-- BEGIN Task data --

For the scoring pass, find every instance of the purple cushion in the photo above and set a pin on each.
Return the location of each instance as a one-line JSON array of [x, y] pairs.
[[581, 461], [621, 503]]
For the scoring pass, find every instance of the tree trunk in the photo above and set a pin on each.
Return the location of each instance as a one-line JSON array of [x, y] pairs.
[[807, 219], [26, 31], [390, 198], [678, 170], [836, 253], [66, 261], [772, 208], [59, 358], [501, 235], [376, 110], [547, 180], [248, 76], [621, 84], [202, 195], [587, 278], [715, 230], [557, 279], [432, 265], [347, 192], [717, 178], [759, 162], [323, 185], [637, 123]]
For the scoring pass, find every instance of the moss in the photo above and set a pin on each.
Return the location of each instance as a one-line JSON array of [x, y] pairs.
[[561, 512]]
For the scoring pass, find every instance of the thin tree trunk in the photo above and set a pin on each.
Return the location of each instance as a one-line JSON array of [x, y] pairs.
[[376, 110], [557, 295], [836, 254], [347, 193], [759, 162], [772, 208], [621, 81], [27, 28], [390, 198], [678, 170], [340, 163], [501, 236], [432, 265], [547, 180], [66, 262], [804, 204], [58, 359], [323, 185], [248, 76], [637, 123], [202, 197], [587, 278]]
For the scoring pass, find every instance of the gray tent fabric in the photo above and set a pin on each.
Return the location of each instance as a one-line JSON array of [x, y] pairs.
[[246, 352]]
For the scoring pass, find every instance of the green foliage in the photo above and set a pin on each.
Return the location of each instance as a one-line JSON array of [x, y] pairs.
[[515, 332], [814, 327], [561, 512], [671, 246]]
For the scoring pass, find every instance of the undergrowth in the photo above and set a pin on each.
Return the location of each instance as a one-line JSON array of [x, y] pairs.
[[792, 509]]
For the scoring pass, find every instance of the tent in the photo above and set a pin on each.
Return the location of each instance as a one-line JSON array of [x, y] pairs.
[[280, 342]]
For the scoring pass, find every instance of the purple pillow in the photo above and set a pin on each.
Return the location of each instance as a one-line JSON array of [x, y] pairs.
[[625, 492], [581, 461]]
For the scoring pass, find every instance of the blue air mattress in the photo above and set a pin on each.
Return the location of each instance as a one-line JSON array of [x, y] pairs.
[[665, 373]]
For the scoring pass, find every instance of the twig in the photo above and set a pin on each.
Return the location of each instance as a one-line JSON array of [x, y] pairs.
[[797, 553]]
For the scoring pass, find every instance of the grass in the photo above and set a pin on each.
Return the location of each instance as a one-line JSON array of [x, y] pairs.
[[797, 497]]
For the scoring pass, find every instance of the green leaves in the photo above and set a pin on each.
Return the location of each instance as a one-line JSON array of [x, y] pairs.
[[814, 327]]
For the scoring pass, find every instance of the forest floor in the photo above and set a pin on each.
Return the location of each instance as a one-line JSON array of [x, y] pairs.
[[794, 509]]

-- END Task data --
-- BEGIN Task data --

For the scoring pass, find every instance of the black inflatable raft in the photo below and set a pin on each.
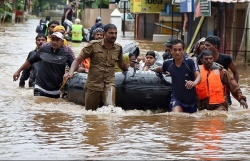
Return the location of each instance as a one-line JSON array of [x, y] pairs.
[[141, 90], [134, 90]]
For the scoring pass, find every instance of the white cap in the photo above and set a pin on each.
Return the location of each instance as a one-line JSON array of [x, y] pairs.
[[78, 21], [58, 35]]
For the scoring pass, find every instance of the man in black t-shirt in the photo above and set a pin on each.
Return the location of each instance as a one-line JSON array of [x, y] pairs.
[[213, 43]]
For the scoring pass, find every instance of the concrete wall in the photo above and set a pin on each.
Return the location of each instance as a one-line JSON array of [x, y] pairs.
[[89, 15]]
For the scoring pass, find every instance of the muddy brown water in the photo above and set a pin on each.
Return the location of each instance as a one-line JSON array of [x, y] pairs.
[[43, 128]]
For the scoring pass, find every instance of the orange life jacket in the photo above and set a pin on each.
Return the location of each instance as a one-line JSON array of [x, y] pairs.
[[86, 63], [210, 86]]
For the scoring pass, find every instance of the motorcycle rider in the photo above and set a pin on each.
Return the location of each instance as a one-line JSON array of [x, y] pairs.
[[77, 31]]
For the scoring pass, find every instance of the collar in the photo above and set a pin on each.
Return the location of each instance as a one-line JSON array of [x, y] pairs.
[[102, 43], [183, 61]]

-- END Task data --

Work required >>
Copy the data from the line with "For the scoring pass, find every instance of the gray" to the line with "[[792, 509]]", swapping "green foliage" for "leafy greenery" and keeping everything else the same.

Full answer >>
For the scoring pass, find every instance of the gray tent fabric in the photo above and set a pin on each.
Return the location of each instance as a one-line JSON array of [x, y] pairs.
[[246, 352]]
For the scoring pass, find every instance of the leafy greenery in the photo above and set a pin on each.
Return the location of each instance as a one-line JSON array of [x, y] pairs.
[[515, 332], [814, 327], [561, 512], [671, 246]]
For the scoring pass, find every instance of the undergrowth in the photo above and set a pin on each.
Return the location of each instance as a one-line JSON array of [x, y] pairs.
[[792, 509]]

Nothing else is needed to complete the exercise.